▶ _Extract_:
§

Thursday, June 12, 2014

Hakatea Bay – by Gary

It was a long-weekend this last one past and with shiny new engine mounts and a fresh oil change under our belt a decision was reached to flee the bright city lights and get away for a couple of days.  We made the hour-long passage SW from Taiohae to the next big bay round – Hakatea.  While so close it seemed a world away, providing an amazing glimpse back into another time.  Experts estimate that at first contact perhaps 20,000 people lived in the long valley above the bay including King Te Moana and Queen Vaekehu.  Today only a handful of folks remain in this most spectacular place – standing guard over an archeological treasure trove, testimony to the advanced material culture of traditional Polynesian society.

Accompanying us for the weekend were brothers Romuald and Gaetan, both boat kids.  Talk about a boat full of rowdy young teenagers.  We all got on really well together.

The Hakatea Bay anchorage is partially surrounded by startling basalt cliffs...

§

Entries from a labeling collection
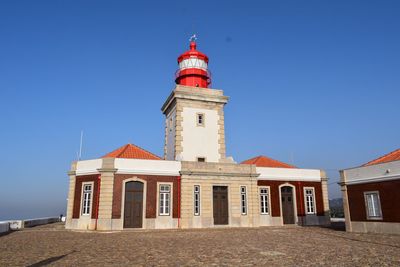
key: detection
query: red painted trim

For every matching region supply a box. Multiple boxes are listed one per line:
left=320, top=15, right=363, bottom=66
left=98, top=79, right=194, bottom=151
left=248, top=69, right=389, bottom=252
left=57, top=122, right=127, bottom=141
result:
left=94, top=174, right=101, bottom=230
left=178, top=176, right=181, bottom=228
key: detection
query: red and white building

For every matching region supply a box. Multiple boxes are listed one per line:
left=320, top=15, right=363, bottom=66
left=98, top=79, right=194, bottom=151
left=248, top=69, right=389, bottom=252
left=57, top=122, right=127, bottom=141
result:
left=340, top=149, right=400, bottom=234
left=66, top=38, right=329, bottom=230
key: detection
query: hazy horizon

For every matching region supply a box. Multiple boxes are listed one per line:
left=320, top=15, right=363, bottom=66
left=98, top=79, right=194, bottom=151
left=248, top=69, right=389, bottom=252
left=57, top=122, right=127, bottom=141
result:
left=0, top=1, right=400, bottom=220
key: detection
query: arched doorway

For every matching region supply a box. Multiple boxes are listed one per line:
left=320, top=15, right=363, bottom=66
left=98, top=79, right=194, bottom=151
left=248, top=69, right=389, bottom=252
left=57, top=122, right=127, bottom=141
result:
left=124, top=181, right=143, bottom=228
left=281, top=186, right=295, bottom=224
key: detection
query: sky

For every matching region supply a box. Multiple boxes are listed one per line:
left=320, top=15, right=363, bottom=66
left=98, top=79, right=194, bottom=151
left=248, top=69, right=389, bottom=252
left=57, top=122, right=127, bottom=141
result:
left=0, top=0, right=400, bottom=220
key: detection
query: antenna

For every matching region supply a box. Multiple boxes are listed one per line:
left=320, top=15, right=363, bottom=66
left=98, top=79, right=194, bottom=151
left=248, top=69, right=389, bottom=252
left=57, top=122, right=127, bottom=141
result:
left=189, top=34, right=197, bottom=42
left=78, top=130, right=83, bottom=161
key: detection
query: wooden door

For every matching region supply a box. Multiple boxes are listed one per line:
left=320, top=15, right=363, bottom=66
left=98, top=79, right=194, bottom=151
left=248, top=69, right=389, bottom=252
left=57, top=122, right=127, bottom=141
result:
left=213, top=186, right=229, bottom=225
left=124, top=182, right=143, bottom=228
left=281, top=186, right=294, bottom=224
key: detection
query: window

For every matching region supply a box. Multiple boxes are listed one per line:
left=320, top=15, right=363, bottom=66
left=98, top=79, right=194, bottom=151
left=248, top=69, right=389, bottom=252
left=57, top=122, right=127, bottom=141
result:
left=260, top=188, right=269, bottom=214
left=364, top=191, right=382, bottom=220
left=82, top=184, right=92, bottom=215
left=240, top=186, right=247, bottom=215
left=160, top=184, right=171, bottom=216
left=196, top=113, right=204, bottom=126
left=194, top=185, right=200, bottom=216
left=304, top=188, right=316, bottom=214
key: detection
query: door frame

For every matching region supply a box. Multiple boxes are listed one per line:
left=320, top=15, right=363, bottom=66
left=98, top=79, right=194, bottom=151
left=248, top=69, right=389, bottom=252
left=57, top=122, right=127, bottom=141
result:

§

▶ _To-do list_:
1 – Print the passage of the Hakatea Bay post starting at "It was a long-weekend" and ending at "traditional Polynesian society.".
2 – According to the Hakatea Bay post, how many people may have lived in the valley above the bay at first contact?

▶ _Outputs by task_:
1 –
It was a long-weekend this last one past and with shiny new engine mounts and a fresh oil change under our belt a decision was reached to flee the bright city lights and get away for a couple of days.  We made the hour-long passage SW from Taiohae to the next big bay round – Hakatea.  While so close it seemed a world away, providing an amazing glimpse back into another time.  Experts estimate that at first contact perhaps 20,000 people lived in the long valley above the bay including King Te Moana and Queen Vaekehu.  Today only a handful of folks remain in this most spectacular place – standing guard over an archeological treasure trove, testimony to the advanced material culture of traditional Polynesian society.

2 – Perhaps 20,000 people.